To do -> Would you copy the records below, exactly and only from their first line through the line containing "<point>1135,390</point>", without any pictures?

Records for processing ->
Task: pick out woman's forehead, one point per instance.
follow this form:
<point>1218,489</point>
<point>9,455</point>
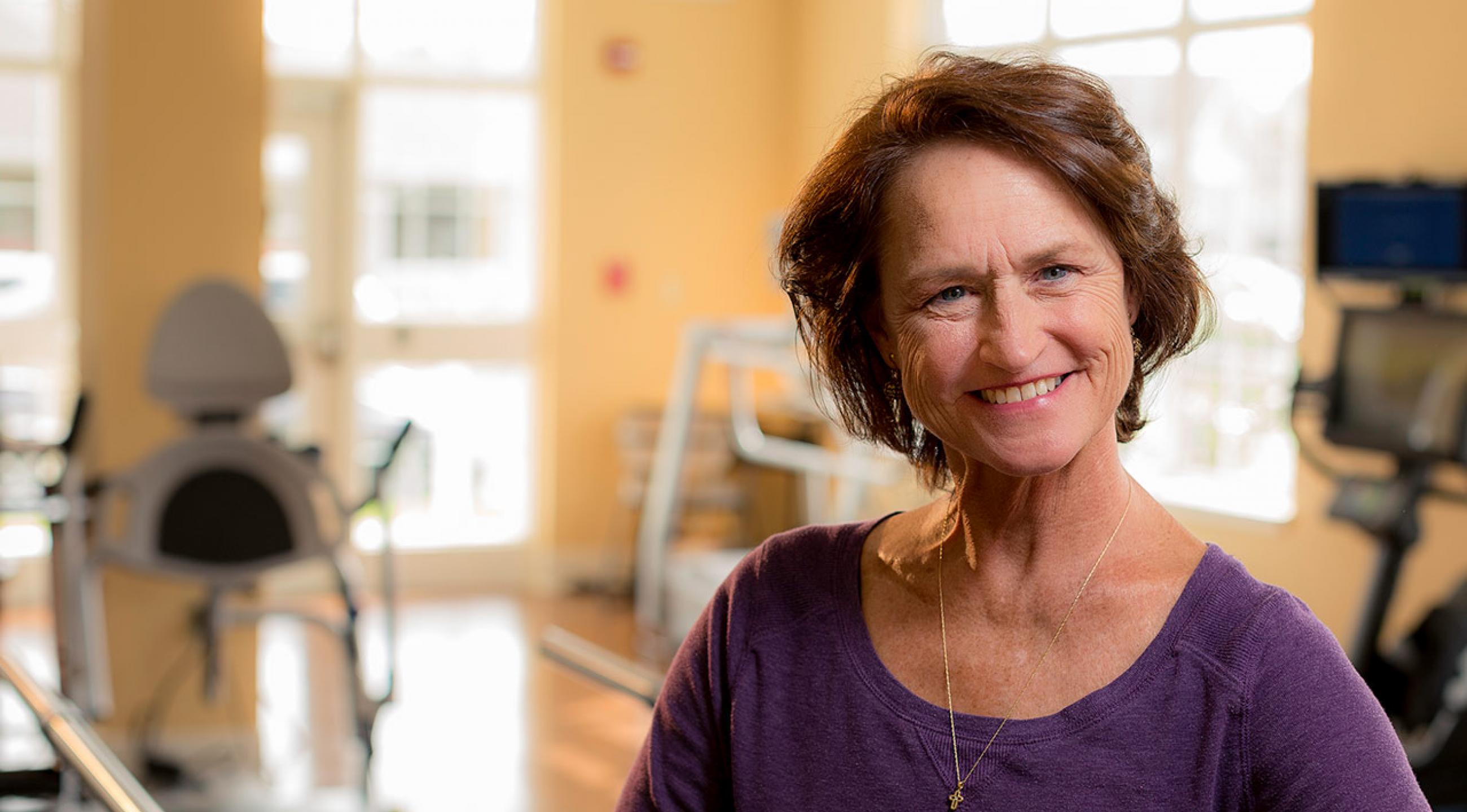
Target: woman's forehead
<point>964,197</point>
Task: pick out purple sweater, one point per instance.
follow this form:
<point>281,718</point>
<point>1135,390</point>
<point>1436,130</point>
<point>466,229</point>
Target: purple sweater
<point>778,701</point>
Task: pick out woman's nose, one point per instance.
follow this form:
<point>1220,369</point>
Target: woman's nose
<point>1011,336</point>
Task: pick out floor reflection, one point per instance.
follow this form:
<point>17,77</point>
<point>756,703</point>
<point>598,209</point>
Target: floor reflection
<point>482,722</point>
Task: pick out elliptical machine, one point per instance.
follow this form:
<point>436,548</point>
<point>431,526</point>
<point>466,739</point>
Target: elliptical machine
<point>1400,386</point>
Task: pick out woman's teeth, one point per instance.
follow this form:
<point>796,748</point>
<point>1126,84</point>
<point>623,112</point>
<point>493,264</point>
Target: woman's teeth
<point>1016,395</point>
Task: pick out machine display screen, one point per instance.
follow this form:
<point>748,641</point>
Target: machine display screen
<point>1387,232</point>
<point>1402,383</point>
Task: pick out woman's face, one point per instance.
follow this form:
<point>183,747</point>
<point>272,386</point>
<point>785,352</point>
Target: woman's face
<point>996,283</point>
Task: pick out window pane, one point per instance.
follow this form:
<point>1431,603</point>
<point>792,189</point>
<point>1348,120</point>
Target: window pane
<point>449,37</point>
<point>309,36</point>
<point>449,207</point>
<point>1221,439</point>
<point>1215,11</point>
<point>994,23</point>
<point>1246,167</point>
<point>465,481</point>
<point>285,264</point>
<point>1145,78</point>
<point>1089,18</point>
<point>27,30</point>
<point>28,196</point>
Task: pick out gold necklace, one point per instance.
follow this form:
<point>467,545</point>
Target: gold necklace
<point>942,616</point>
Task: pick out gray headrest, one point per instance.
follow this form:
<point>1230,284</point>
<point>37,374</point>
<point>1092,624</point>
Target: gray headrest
<point>216,351</point>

Output of the exercise ->
Task: pick out woman's forehead, one point per instance.
follow this form:
<point>1218,489</point>
<point>9,455</point>
Target: woman's forehead
<point>964,197</point>
Task: pick out purple sweater, one point per instance.
follow this form:
<point>281,718</point>
<point>1135,390</point>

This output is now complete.